▶ _WHAT THE EXERCISE ASKS_:
Output nothing but the lines from the line with "of the antenna" through the end of the listing below, both ends included.

# start of DATA LINES

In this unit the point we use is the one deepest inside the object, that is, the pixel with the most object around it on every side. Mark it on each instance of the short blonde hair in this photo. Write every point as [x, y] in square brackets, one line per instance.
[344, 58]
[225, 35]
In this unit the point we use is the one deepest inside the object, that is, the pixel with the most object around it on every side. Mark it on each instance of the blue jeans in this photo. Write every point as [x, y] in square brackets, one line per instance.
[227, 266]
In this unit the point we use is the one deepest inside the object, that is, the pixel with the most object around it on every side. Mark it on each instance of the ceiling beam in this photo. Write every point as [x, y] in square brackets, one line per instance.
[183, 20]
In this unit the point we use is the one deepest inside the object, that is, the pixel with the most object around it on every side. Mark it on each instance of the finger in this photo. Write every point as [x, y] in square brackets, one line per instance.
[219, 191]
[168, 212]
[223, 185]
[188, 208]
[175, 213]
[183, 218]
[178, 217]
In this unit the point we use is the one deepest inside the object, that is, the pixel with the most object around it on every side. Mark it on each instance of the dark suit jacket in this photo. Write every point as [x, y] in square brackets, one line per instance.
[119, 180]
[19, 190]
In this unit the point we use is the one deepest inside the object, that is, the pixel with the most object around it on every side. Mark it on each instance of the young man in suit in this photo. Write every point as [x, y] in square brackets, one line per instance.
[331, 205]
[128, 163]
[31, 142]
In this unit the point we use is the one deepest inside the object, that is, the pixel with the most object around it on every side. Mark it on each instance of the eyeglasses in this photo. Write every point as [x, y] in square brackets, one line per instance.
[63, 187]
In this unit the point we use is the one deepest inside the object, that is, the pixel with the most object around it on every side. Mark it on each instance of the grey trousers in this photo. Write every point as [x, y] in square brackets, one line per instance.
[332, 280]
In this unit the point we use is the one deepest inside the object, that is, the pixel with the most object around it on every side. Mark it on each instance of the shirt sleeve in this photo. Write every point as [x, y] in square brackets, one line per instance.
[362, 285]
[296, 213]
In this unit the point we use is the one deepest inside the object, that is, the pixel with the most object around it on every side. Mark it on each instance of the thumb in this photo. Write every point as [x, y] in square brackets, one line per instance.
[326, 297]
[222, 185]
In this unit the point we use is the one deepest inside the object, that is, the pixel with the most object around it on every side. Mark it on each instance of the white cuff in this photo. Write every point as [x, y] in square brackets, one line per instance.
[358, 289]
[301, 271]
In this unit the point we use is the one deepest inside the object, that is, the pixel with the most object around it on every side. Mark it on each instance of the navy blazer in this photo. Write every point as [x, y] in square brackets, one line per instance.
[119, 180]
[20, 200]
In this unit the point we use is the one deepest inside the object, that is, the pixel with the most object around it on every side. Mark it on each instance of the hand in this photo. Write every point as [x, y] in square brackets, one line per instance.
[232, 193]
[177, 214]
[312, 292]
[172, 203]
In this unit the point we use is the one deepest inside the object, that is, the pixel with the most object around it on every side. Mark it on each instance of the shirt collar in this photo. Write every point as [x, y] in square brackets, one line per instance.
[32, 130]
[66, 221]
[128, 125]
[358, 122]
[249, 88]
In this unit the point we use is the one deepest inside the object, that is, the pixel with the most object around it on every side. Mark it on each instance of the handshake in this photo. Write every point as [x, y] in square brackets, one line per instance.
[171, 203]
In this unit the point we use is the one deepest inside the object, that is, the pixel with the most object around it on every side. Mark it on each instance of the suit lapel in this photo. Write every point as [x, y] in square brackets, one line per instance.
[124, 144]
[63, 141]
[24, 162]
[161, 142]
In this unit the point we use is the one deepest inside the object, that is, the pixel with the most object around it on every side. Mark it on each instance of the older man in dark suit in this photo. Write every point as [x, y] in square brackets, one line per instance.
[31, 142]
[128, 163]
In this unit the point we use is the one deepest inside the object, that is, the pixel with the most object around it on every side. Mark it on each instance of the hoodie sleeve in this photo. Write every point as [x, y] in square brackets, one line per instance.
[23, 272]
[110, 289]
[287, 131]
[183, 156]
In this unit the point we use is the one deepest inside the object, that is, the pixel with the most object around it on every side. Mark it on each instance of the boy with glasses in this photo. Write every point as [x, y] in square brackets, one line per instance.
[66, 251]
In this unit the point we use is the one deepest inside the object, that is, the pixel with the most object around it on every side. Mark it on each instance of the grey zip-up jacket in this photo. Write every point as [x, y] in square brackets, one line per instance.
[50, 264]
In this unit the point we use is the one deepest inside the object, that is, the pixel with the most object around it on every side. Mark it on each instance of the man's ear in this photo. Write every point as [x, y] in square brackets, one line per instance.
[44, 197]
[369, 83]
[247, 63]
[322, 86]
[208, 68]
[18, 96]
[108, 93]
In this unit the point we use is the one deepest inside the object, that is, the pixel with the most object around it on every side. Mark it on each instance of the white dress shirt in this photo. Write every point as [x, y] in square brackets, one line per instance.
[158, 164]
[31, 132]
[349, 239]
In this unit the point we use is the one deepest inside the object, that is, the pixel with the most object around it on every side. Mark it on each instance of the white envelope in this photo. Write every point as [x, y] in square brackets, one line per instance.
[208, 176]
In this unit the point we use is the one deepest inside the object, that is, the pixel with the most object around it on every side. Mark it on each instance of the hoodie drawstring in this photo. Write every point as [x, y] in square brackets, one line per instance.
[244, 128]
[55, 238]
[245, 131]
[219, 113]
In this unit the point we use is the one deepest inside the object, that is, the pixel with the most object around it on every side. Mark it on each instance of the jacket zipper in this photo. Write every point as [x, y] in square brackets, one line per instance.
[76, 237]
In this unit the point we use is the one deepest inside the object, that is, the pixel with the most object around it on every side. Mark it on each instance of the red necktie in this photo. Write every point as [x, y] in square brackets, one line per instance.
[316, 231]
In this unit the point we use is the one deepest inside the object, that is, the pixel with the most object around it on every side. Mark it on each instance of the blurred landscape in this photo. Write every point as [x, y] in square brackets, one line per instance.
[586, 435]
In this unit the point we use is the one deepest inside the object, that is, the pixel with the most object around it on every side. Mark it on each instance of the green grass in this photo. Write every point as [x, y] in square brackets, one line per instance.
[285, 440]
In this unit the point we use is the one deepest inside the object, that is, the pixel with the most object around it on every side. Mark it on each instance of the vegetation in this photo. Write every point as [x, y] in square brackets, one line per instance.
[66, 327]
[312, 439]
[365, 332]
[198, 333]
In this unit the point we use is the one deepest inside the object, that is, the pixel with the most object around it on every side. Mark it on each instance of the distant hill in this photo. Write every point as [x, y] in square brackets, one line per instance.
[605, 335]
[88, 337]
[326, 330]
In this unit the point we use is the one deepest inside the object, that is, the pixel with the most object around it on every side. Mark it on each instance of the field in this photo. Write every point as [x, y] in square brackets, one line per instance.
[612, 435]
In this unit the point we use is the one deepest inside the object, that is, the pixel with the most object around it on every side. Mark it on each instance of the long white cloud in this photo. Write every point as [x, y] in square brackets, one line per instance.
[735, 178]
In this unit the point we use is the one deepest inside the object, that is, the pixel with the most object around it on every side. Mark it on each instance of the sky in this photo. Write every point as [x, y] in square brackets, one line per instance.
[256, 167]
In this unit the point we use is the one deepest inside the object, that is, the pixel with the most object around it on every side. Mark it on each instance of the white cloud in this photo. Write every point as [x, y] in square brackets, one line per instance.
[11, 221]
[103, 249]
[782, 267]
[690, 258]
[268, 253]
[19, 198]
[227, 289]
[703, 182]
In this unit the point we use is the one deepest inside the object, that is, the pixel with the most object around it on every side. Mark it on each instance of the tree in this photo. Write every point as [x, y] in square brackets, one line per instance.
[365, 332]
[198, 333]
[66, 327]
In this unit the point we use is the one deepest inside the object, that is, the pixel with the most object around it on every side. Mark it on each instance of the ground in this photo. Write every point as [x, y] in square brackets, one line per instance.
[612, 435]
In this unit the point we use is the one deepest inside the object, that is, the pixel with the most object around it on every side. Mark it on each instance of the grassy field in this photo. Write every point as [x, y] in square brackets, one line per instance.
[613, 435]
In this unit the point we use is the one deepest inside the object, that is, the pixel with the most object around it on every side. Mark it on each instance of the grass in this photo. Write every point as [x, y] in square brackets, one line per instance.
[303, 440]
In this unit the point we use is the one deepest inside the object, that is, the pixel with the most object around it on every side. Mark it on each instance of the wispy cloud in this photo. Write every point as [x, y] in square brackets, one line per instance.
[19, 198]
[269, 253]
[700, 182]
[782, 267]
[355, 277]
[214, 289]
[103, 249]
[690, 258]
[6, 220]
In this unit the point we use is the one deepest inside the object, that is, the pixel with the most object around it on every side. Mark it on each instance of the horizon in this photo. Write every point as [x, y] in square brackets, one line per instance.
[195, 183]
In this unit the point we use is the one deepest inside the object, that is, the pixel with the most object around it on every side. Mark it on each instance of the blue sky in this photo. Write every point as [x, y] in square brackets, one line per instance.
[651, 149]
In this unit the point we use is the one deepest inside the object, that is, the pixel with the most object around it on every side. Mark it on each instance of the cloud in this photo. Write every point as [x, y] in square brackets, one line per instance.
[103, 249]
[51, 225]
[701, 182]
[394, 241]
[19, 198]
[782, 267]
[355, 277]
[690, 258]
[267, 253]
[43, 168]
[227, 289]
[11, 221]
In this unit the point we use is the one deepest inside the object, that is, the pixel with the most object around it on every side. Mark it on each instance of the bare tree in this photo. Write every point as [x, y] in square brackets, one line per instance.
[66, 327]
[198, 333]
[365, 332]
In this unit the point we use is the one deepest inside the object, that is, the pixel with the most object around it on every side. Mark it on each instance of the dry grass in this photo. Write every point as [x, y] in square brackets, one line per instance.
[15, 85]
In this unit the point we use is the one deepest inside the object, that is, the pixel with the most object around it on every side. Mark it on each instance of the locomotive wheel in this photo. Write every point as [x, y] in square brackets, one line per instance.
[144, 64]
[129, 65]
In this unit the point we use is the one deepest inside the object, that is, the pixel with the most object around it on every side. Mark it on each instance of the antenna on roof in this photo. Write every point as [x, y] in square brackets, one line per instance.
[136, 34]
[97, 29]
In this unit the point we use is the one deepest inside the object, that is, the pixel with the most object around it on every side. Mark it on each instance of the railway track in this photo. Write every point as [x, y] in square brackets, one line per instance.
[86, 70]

# end of DATA LINES

▶ _COMPLETE ANSWER_:
In this unit the point we use is the one deepest inside the object, that is, the pixel with the most object around it on every side. Mark it on each instance of the antenna on roof in this photo. Write every point as [x, y] in square brackets, one line per instance.
[136, 34]
[97, 29]
In this unit the point we use is the one deepest inside the object, that is, the pixel with the most object around it on every side. Mark it on each instance of the railway track in this photo. Write every point as [x, y] in square brackets, one line per instance.
[86, 70]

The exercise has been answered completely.